→ **ЗАДАНИЕ 1**: Перепиши дословно строки записей: начни с самой первой строки записей и закончи строкой, в которой стоит «point(102, 38)», включая обе границы.

→ **ИСХОДНЫЙ ТЕКСТ**:
▼▼▼

И вздрогнули, стронулись — колесные, гусеничные. Взгремели, рванулись, пошли красногрудые, кумач полыхает поперек радиаторов. На кумаче биографии:

«МТЗ-5, «Беларусь». Один человек и пятьдесят лошадиных сил».

«ДТ-75. Один человек и семьдесят пять лошадиных сил».

«Т-100. Один человек и сто лошадиных сил».

«К-700. Один человек и  д в е с т и  д в а д ц а т ь  лошадиных сил».

«К-701. Один человек и  т р и с т а  лошадиных сил».

Идут по земле пятилетки…

Шепчется на березыньках лист, сотрясается незабудковая поляна, стихли иволги.

Грохочут, рокочут, гудят красногрудые. Железные птенцы, неумолчные жаворонки поля советского.

Идут и идут по земле пятилетки.


«Начинаем парад малой механизации села!» — возвышают праздничный тон динамики.

И въезжает на площадь-поляну «победительская» машина Георгия Минеевича Маркова, полученная им за комбайнерский рекорд.

…Есть лица, которые без ухищрений, без лишней улыбки, с первого видения располагают к себе. Мужественные и — добродушные; спокойно-уверенные и в то же время — застенчивые; суровые, но исполненные вековой доброты. Лица без лицедейства. Лица — рельеф сердца. Таким во всем и заранее хочется верить.

Георгия Минеевича мне «выдали» на полчаса. На комбайне его подменил главный агроном колхоза. Некогда, брат, «кудреватых мудреек» в блокнот рисовать. Присмотреться лишь к внешности. Живой голос, особинку речи засечь да накоротко записать что-то главное, важное. Остальное придется дознать из окрестных источников. В деревне любой ее житель до мелких суставчиков местным рентгеном просвечен. Знают, у кого в котором боку сколько ребрышек.

Герка Марков…

Неласково, ох, неласково обходилась с ним земля.

Изгорбатить хотела, ссутулить, заспать в борозде.

Ведь отцы наши, дедушки, зная, ведая, как убойно земля тяжела, бережно да исподволь приручали к ней свою синеглазую поросль, грядущих своих младопахарьков. Не вспугнуть бы. Не надломить. Не заронить неприязнь отчуждения. Пока не́мысль ты — вольна пашня твоя. Постращай в бороздах грачей, покатайся верхом на Полканушке, на телегу ляг, подремли во сласть в духе пашенном. Ввечеру, словно птаха угнездившись меж отцовских колен, бери вожжи в ручонки, сынок, правь Игреньку домой. Шевельнешь вожжу правую — конь направо пойдет, тронешь левую — он и тут весь твой. Помни, сынка, явление свое Черной матушке, словно дивную сказку, по-радостному.

Стал поцепче, посамовитее, поманило на лошадь вскарабкаться — вот тебе под сидельце потник, вот — поводья Игреиькины. Нут-ко, сам! Нут-ко, попробуй, сынок, боронять! Вот как мы! Ай да парень у нас!.. Но опять же, опять, не до истомы ребячьей концы концевать, а в охотку, для гордости.

▲▲▲

→ **ЗАДАНИЕ 2**: За что, согласно исходному тексту, Георгий Минеевич Марков получил свою «победительскую» машину?

→ **ИСХОДНЫЕ ЗАПИСИ**:
▼▼▼

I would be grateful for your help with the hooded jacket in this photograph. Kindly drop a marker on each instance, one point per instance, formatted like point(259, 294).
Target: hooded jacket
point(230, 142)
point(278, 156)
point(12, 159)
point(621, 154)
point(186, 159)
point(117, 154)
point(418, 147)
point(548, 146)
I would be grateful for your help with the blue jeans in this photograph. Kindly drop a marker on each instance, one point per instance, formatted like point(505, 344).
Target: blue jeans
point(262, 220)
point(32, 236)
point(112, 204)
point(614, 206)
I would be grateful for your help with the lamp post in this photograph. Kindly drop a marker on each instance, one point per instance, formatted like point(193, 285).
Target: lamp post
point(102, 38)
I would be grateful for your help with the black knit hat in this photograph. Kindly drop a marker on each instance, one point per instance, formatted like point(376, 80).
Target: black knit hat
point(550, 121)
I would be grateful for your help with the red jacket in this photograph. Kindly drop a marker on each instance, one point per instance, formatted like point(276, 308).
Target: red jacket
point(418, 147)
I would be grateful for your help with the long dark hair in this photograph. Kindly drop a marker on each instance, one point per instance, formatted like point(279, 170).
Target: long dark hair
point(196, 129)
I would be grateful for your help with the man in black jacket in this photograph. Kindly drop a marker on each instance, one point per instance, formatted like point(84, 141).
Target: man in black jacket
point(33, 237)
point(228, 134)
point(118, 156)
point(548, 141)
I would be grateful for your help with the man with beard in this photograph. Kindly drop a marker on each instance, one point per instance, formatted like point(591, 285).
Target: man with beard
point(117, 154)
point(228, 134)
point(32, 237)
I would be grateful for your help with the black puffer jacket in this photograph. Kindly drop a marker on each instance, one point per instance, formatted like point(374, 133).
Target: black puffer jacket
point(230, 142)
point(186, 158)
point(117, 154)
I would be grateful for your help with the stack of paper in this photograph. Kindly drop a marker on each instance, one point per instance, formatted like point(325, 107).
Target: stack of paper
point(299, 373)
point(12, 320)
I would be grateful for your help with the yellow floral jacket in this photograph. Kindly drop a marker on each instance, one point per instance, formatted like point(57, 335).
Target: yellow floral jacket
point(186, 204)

▲▲▲

→ **ОТВЕТ К ЗАДАНИЮ 1**:
I would be grateful for your help with the hooded jacket in this photograph. Kindly drop a marker on each instance, one point per instance, formatted like point(259, 294).
Target: hooded jacket
point(230, 142)
point(278, 156)
point(12, 159)
point(621, 154)
point(186, 159)
point(117, 154)
point(418, 147)
point(548, 146)
I would be grateful for your help with the blue jeans in this photograph. Kindly drop a marker on each instance, one point per instance, formatted like point(505, 344).
Target: blue jeans
point(262, 220)
point(32, 236)
point(112, 204)
point(614, 206)
I would be grateful for your help with the lamp post in this photograph. Kindly drop a marker on each instance, one point per instance, formatted like point(193, 285).
Target: lamp post
point(102, 38)

→ **ОТВЕТ К ЗАДАНИЮ 2**: За комбайнерский рекорд.